* Required action A *
Rewrite the paragraph of the chipsplitting notebook below that begins "To search for fundamental statistical models" as a short bulleted list that keeps its main facts.

* Text for analysis *
Start of Block
In [2]:
import numpy as np
import time
import pickle
from chipsplitting import PascalForm, HyperfieldHomogeneousLinearSystem as HVLinearSystem

*Note: This notebook uses Cython. Compile the code by running `python setup.py build_ext --inplace` in your terminal*.

# Support Candidates

To search for fundamental statistical models in $\Delta_n$, we consider the equivalent problem of finding fundamental chipsplitting models with a positive support size of $n+1$. A naive approach would be to enumerate all supports and, for each, check if it constitutes a fundamental chipsplitting model. This would result in $\binom{(d+1)(d+2)/2}{n+1}$ computations.

---

### Optimized Search Using Remark 6.11 of [BM25]

We reduce this search space using Remark 6.11 of [BM25]. The initial implementation of this algorithm was provided by Bik and Marigliano on [Mathrepo](https://mathrepo.mis.mpg.de/ChipsplittingModels/Section8.html#Section-8).

We provide a Cython version of the same algorithm (see Step 1, Step 2, and Step 3 [BM25_MATHREPO]) to speed up computations.

In [5]:
# C++ algorithm of Bik and Marigliano 
def find_positive_supports(pos_support_size, d):
    base_types = ["diag", "row", "col"]
    A = [PascalForm(d, b, k).to_hyperfield() for b in base_types for k in range(d + 1)]
    return HVLinearSystem(A).quick_solve_loop_fast(pos_support_size)

### Computations $\Delta_7$

In [3]:
to_compute = [(7,7), (7,8), (7,9), (7,10), (7,11), (7,12), (7,13)]

print("Starting computation...")
print("-" * 60)

total_start_time = time.perf_counter()
for n, d in to_compute:
    iter_start_time = time.perf_counter()
    pos_support_size = n + 1
    possible_supports = find_positive_supports(pos_support_size, d)
    iter_elapsed_time = time.perf_counter() - iter_start_time
    print(f"n={n:<2}, d={d:<2} | Supports found: {len(possible_supports):<7} | Time: {iter_elapsed_time:>5.2f}s")

total_elapsed_time = time.perf_counter() - total_start_time
print("-" * 60)
End of Block
* The input *
Start of Block
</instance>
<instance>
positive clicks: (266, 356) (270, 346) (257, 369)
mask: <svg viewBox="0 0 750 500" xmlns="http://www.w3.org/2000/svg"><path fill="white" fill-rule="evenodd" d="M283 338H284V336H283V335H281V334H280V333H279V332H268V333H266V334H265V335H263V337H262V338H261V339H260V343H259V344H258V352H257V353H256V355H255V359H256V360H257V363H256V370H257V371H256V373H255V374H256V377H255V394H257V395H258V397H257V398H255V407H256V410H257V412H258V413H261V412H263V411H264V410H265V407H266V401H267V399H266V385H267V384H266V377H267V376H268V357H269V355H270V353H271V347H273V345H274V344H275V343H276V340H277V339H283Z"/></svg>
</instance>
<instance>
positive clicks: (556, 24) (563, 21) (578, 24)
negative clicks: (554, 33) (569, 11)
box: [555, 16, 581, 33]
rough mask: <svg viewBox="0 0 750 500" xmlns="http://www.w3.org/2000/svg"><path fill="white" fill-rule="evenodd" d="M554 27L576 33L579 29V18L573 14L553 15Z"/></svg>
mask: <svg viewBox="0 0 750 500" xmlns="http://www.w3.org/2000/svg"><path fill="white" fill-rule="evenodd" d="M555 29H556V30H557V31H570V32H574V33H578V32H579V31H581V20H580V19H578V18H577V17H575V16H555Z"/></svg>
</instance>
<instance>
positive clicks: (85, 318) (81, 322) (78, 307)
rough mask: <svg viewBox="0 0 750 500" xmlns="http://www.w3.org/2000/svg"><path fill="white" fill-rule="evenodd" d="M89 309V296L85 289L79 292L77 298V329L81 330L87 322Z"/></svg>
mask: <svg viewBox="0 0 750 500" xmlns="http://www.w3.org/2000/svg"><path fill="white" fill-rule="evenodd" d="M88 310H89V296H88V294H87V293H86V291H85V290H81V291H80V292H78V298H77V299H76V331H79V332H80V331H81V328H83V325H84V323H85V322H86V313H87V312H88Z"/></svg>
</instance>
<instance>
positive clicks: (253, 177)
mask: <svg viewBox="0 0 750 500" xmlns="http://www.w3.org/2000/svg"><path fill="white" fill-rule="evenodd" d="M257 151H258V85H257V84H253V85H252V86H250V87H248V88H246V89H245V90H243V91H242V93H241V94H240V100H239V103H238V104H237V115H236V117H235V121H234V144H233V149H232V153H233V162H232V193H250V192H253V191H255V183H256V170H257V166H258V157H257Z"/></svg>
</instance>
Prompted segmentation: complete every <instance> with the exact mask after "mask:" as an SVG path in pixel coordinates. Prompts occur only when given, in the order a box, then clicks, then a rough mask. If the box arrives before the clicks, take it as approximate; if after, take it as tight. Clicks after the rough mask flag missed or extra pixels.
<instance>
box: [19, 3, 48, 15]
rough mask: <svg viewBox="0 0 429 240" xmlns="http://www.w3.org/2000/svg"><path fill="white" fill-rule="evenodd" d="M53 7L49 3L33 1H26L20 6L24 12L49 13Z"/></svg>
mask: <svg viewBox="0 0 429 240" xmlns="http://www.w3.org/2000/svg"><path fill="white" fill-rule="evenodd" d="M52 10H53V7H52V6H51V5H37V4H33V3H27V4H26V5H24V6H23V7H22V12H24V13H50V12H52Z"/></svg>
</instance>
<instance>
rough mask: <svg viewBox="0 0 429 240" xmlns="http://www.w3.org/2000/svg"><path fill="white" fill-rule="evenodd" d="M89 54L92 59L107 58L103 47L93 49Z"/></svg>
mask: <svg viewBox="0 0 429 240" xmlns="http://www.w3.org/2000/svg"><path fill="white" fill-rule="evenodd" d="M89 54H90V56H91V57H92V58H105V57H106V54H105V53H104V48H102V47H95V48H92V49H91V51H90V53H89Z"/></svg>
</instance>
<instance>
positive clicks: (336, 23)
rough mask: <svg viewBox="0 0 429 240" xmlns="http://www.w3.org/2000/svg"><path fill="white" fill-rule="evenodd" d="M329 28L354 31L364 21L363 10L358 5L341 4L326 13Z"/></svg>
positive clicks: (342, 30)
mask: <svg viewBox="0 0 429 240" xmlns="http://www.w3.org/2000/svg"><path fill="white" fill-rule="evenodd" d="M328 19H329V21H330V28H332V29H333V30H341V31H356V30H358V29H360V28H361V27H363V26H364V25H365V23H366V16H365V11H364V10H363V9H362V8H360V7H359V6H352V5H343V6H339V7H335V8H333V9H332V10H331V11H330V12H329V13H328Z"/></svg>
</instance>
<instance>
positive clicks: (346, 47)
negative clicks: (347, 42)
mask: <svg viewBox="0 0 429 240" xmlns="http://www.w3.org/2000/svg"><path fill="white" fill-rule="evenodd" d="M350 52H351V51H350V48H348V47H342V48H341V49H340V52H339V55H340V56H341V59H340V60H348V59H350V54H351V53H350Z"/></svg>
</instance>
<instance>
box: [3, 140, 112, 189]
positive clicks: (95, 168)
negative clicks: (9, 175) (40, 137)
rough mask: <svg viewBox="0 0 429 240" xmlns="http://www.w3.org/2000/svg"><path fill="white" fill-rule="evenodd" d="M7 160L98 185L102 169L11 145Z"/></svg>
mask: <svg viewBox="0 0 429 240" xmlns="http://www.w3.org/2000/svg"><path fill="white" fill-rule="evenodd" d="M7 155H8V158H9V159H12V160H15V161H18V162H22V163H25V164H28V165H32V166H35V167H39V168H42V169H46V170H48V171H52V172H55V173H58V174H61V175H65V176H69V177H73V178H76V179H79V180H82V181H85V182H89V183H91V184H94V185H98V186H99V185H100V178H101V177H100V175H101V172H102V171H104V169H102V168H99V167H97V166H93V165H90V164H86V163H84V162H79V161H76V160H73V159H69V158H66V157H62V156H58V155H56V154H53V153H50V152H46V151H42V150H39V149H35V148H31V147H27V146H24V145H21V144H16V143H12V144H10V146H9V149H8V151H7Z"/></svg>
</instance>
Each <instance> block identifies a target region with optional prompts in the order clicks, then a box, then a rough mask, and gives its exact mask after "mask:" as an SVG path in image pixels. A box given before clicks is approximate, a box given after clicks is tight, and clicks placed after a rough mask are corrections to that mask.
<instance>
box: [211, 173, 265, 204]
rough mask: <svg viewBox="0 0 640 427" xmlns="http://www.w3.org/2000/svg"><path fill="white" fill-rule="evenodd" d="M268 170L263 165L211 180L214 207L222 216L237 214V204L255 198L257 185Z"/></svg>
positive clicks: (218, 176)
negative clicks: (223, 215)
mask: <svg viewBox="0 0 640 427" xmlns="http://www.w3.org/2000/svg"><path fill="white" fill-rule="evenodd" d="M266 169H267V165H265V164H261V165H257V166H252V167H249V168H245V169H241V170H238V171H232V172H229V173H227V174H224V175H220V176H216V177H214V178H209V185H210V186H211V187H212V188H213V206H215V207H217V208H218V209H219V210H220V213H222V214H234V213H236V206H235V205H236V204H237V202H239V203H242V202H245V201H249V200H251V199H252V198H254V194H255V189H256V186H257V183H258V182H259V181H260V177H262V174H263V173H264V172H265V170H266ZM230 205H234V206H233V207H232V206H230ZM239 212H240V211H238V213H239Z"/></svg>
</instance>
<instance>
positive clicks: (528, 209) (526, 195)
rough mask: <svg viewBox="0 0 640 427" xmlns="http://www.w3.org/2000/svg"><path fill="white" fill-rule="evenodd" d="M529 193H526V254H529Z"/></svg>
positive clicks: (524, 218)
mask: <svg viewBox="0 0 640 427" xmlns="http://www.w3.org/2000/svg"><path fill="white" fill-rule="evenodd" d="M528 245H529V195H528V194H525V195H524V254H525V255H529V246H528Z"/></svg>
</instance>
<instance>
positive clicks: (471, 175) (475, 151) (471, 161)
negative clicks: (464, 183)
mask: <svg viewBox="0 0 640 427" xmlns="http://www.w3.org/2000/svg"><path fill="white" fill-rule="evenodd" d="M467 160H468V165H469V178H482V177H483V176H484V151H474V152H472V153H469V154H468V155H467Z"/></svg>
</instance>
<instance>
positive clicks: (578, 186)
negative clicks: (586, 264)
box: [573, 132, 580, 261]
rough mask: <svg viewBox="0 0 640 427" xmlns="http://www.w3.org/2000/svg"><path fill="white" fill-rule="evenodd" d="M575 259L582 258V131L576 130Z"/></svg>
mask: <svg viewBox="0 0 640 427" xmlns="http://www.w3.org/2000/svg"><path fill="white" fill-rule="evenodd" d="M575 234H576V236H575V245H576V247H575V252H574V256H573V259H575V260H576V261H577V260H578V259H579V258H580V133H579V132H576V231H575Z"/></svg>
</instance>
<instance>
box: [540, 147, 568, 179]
End of Block
* Required action B *
Write out the lines of the listing from its start up to and including the line with "box: [555, 16, 581, 33]".

* Answer space A *
- Searching for fundamental statistical models in $\Delta_n$ is equivalent to finding fundamental chipsplitting models whose positive support has size $n+1$.
- A naive method would list every support and check whether each one is a fundamental chipsplitting model.
- That method would require $\binom{(d+1)(d+2)/2}{n+1}$ computations.

* Answer space B *
</instance>
<instance>
positive clicks: (266, 356) (270, 346) (257, 369)
mask: <svg viewBox="0 0 750 500" xmlns="http://www.w3.org/2000/svg"><path fill="white" fill-rule="evenodd" d="M283 338H284V336H283V335H281V334H280V333H279V332H268V333H266V334H265V335H263V337H262V338H261V339H260V343H259V344H258V352H257V353H256V355H255V359H256V360H257V363H256V370H257V371H256V373H255V374H256V377H255V394H257V395H258V397H257V398H255V407H256V410H257V412H258V413H261V412H263V411H264V410H265V407H266V401H267V399H266V385H267V384H266V377H267V376H268V357H269V355H270V353H271V347H273V345H274V344H275V343H276V340H277V339H283Z"/></svg>
</instance>
<instance>
positive clicks: (556, 24) (563, 21) (578, 24)
negative clicks: (554, 33) (569, 11)
box: [555, 16, 581, 33]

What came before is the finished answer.